** About this task **
Each record beneath this sentence is to be transcribed exactly as it reads.

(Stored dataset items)
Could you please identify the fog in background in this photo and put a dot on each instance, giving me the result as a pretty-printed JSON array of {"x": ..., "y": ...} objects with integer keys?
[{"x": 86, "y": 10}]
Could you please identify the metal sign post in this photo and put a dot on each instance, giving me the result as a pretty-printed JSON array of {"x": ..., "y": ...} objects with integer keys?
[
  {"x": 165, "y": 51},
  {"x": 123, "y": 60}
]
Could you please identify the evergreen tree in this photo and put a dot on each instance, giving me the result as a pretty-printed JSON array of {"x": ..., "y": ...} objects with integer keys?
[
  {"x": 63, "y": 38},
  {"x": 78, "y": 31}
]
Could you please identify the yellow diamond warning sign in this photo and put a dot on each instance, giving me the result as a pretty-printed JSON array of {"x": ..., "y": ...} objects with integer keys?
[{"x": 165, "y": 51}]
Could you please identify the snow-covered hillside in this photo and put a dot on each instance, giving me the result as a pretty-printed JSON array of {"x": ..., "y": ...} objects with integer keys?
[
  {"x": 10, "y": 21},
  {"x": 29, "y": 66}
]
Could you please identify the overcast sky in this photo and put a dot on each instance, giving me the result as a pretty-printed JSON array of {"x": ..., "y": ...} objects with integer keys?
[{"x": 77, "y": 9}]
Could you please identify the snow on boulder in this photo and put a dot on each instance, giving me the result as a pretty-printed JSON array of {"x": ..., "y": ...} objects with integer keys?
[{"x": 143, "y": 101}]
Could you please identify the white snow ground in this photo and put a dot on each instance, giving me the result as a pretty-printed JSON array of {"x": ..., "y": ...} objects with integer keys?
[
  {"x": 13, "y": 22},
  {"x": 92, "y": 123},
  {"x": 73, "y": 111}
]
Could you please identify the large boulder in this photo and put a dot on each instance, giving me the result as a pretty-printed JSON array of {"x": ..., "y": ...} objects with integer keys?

** Written response **
Could you please identify the fog in background in this photo and put a dot on each instance, giving me the result as a pretty-printed JSON array of {"x": ..., "y": ...} objects with integer keys?
[{"x": 86, "y": 10}]
Could you please identify the metal sign post in this photo and put a dot on each instance, giving me the result as a pretty-printed JSON array of {"x": ..., "y": ...} objects with integer keys?
[
  {"x": 165, "y": 51},
  {"x": 123, "y": 60}
]
Could you please identify the evergreen tree in this photo and put a dot on each instance, giving me the result as a pretty-printed JSON array of {"x": ..., "y": ...} objects with integer keys?
[
  {"x": 63, "y": 38},
  {"x": 78, "y": 31}
]
Could you please identify the yellow diamond warning sign in this photo and put a dot on each instance, giving me the result as a pretty-printed JSON array of {"x": ..., "y": ...} objects with integer keys?
[{"x": 165, "y": 51}]
Could you please identify the snow-covered hillside in this photo and put a dot on each instance, giving me the result as a pretty-printed JSON array of {"x": ..., "y": ...} objects with integer keys?
[
  {"x": 10, "y": 21},
  {"x": 29, "y": 66}
]
Could you please identify the overcast sky in this photo and put a dot on each instance, giving me the result as a pretty-printed JSON array of {"x": ..., "y": ...} objects with integer keys?
[{"x": 77, "y": 9}]
Could you please identify the snow on boulder in this photo and put a dot on each instance, giving me the result as a pretty-printed JSON array of {"x": ..., "y": ...} objects with integer keys?
[{"x": 143, "y": 101}]
Could you please identify the white snow ground in this photo and put a dot on each instance, giving me the result as a pretty-printed JSON array of {"x": ..., "y": ...} objects with integer keys?
[
  {"x": 13, "y": 22},
  {"x": 92, "y": 123},
  {"x": 73, "y": 111}
]
Could you please identify the large boulder in this photo and put a dot on each instance, giving me the result as a pretty-printed JSON array of {"x": ..., "y": ...} objects with integer keys?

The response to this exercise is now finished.